### [Exercise prompt]
Show each line in the rows below that contains the word "blue".

======== Information shown ========

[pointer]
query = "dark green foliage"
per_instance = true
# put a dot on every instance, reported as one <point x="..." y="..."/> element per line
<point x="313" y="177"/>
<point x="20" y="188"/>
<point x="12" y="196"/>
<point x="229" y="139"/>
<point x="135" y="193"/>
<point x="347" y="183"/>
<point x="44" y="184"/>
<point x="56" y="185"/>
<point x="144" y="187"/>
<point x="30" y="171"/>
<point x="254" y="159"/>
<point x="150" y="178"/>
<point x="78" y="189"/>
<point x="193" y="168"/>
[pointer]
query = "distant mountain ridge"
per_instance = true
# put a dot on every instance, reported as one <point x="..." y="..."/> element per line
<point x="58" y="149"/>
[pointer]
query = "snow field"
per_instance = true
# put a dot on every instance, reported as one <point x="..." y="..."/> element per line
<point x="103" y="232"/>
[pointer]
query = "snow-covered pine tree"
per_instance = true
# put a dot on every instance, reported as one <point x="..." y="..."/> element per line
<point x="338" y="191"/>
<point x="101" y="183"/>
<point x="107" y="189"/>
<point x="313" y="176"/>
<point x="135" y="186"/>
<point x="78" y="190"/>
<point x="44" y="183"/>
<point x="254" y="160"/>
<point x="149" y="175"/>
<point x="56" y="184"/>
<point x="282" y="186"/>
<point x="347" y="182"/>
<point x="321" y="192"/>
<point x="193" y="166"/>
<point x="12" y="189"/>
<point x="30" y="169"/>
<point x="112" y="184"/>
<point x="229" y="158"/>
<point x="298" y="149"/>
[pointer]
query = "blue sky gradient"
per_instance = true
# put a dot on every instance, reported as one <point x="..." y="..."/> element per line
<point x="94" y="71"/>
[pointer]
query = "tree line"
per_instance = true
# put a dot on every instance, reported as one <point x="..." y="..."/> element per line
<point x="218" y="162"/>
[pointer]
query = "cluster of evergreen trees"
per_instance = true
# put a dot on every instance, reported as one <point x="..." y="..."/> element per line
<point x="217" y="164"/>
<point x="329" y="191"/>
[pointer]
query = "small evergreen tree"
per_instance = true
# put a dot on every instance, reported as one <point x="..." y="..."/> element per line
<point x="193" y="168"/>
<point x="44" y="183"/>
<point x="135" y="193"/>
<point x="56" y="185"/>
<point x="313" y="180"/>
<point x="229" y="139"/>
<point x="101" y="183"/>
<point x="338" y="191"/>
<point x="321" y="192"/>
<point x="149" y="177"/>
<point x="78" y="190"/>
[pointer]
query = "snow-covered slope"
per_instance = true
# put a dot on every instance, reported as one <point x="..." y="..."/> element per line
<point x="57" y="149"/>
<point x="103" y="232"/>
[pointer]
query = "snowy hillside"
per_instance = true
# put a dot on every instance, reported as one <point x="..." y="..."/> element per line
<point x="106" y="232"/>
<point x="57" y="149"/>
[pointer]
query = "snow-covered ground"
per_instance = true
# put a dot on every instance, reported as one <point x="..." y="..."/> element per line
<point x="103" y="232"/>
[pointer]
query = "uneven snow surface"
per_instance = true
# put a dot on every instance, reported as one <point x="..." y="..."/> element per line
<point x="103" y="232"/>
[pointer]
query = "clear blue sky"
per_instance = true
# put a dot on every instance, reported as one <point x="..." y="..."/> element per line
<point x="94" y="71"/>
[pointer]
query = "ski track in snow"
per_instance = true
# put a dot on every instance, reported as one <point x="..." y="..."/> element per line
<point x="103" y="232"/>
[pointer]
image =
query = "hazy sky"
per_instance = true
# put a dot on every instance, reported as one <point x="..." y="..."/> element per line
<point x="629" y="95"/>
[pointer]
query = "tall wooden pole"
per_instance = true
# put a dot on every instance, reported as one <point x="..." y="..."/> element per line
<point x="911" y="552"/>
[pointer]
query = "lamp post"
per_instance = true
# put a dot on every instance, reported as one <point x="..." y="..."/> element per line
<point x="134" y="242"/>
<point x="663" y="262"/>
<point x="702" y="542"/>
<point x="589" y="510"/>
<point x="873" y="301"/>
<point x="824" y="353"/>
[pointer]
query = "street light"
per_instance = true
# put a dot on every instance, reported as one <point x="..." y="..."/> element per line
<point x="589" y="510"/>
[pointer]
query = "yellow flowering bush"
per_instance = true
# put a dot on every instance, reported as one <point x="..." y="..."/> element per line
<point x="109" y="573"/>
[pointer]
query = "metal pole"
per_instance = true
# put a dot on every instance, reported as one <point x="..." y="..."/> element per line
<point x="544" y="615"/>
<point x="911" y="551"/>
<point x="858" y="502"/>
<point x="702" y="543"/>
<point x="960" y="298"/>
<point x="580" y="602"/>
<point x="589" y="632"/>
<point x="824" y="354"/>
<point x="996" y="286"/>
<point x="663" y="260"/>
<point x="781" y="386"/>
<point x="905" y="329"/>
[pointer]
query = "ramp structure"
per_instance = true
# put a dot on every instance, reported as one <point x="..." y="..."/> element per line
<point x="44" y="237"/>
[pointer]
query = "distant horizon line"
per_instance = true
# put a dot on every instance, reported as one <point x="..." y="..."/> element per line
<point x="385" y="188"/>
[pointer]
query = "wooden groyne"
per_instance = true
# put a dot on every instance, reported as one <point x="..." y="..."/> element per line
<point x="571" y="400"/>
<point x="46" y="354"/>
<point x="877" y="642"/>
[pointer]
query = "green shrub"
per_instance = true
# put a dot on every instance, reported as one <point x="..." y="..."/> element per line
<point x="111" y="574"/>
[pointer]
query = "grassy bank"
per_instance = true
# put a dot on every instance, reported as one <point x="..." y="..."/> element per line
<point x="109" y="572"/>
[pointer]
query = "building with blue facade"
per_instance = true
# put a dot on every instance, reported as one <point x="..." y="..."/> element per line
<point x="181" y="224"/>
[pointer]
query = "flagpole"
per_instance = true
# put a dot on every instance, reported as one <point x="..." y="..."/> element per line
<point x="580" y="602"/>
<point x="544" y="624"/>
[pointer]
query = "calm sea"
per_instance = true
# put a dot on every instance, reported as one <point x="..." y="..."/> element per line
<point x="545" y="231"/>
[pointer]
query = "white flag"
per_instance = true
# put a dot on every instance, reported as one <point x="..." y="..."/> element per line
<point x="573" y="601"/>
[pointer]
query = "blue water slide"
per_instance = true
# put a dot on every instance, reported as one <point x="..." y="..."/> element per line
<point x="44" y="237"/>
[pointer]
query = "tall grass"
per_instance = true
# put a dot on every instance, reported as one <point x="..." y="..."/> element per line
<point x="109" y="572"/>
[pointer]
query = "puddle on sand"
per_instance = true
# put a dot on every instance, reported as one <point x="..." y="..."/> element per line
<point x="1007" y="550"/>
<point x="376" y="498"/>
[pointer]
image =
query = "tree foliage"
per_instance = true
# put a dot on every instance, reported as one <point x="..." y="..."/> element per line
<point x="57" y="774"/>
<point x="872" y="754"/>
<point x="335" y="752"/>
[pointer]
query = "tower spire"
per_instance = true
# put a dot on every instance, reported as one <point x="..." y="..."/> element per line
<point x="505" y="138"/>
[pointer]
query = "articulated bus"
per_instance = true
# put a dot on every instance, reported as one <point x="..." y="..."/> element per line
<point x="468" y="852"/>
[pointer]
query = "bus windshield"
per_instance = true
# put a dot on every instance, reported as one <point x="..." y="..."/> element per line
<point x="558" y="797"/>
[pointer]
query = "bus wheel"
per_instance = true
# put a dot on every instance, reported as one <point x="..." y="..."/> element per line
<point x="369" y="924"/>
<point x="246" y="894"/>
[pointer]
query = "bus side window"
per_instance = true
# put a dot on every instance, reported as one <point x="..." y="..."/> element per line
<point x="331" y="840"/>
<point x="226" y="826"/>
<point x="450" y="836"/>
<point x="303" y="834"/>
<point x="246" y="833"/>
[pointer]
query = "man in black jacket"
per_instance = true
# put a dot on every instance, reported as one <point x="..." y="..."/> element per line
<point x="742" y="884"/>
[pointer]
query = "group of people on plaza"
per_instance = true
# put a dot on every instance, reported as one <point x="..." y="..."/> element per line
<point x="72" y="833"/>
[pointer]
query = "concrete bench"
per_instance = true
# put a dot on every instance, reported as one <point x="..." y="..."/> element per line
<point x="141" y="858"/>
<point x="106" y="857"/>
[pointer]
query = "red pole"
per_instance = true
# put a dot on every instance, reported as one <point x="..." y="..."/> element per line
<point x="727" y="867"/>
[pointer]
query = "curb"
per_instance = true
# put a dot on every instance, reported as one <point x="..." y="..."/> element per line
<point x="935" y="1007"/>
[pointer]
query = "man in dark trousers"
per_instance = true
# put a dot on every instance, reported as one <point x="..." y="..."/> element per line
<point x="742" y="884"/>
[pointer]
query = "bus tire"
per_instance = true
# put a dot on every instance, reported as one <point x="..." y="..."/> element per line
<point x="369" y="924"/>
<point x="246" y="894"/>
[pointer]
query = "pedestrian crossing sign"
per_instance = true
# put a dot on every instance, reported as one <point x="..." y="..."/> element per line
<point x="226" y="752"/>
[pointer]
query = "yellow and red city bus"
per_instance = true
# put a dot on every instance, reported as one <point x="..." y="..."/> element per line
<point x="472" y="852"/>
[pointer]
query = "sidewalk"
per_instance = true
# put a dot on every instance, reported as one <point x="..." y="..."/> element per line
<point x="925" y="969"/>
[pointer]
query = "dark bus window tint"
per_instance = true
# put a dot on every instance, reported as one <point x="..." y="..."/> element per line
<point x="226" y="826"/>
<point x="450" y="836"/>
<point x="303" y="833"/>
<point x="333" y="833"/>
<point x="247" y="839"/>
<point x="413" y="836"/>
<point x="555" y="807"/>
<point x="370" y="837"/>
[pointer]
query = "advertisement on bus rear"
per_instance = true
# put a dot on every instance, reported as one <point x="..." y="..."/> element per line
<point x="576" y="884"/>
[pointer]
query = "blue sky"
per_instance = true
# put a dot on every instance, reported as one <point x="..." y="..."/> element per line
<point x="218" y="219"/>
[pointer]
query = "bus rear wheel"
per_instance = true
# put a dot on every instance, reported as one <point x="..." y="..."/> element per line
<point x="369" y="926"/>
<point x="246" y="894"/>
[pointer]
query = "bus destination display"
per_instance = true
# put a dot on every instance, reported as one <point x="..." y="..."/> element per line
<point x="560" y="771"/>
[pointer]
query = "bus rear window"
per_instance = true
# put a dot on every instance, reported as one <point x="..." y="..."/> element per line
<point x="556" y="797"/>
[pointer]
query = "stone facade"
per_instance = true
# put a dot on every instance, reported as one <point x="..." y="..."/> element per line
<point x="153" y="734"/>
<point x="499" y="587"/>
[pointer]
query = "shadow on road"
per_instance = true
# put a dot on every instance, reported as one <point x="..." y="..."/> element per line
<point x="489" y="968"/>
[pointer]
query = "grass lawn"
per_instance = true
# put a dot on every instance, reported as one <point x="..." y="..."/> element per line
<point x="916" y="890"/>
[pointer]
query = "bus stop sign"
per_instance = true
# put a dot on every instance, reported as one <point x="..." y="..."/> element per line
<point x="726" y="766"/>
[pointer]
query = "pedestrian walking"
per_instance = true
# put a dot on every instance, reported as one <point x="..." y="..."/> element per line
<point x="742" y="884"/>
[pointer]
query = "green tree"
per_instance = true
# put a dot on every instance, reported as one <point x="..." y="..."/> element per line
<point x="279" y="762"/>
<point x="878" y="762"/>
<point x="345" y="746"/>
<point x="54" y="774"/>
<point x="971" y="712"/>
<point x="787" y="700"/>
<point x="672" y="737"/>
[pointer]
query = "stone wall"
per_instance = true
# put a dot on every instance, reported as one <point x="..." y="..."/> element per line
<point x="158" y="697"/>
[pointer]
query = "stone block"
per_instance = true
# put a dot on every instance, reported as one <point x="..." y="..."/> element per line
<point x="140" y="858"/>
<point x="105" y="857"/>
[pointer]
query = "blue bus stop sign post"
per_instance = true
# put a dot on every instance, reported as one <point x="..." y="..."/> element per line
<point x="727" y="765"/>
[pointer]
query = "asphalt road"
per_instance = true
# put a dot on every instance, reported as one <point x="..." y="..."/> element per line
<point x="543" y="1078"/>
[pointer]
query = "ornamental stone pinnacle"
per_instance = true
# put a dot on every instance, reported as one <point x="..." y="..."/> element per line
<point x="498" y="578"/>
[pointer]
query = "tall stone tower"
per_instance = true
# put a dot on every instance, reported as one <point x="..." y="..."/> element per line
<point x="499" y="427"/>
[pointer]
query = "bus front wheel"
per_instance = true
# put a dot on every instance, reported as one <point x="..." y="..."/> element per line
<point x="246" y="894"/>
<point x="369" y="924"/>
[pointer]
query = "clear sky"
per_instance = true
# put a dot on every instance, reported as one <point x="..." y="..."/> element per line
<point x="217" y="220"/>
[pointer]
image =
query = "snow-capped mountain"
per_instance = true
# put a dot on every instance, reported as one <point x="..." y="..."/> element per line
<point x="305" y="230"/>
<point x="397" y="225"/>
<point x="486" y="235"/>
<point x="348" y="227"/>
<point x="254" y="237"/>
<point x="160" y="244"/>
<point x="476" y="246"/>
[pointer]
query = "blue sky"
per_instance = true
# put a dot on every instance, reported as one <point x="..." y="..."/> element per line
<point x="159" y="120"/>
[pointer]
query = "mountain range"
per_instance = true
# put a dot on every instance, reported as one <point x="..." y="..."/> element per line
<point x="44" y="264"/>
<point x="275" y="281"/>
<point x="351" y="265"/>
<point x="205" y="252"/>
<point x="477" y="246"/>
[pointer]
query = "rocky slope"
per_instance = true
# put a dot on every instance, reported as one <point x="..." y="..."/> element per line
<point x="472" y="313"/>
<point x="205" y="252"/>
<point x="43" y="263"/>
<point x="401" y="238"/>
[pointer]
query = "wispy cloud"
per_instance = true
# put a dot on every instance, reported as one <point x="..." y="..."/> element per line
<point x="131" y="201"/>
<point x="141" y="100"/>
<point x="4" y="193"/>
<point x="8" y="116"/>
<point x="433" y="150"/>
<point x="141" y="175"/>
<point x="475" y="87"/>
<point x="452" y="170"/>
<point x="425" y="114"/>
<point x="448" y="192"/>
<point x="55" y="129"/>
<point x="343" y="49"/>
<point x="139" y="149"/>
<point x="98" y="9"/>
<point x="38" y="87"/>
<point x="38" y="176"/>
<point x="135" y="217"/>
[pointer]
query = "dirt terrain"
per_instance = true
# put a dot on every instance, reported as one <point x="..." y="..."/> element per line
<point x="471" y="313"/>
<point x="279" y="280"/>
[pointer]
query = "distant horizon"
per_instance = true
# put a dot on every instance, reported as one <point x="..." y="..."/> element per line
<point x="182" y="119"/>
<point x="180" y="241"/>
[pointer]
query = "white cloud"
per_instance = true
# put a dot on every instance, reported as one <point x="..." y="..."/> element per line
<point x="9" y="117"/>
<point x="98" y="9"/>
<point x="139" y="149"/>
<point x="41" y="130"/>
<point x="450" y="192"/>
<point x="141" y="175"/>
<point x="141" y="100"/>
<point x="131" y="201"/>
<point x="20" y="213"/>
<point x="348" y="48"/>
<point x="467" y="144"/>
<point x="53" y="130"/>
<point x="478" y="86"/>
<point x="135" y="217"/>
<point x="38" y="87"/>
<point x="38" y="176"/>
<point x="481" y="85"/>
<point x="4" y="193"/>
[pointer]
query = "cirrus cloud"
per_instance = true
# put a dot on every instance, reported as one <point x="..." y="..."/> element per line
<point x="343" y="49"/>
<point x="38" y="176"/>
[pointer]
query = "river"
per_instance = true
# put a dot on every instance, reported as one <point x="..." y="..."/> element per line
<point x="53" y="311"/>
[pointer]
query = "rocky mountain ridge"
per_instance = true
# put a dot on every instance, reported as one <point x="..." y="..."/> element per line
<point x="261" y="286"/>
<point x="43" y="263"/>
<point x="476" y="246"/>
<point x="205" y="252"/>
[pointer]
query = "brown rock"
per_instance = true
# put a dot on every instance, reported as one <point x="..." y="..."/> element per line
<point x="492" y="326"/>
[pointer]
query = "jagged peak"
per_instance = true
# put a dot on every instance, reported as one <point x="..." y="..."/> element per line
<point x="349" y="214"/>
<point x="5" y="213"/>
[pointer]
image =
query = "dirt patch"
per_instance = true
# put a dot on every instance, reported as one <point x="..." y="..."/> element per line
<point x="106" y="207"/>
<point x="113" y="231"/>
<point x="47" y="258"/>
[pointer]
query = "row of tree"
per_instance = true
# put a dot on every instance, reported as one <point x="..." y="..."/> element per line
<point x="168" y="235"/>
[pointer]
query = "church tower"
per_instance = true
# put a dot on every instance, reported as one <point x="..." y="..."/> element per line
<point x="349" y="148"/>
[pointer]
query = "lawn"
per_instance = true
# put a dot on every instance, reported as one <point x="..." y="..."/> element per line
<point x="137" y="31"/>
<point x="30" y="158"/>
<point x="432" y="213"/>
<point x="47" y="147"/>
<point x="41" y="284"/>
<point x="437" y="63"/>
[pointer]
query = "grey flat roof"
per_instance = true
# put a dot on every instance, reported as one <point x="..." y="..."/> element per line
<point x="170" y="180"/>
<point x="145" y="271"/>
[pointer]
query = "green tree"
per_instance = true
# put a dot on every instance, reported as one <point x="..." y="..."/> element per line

========

### [Problem solution]
query = "blue sky gradient"
query = "clear blue sky"
query = "building with blue facade"
query = "blue water slide"
query = "blue sky"
query = "blue bus stop sign post"
query = "blue sky"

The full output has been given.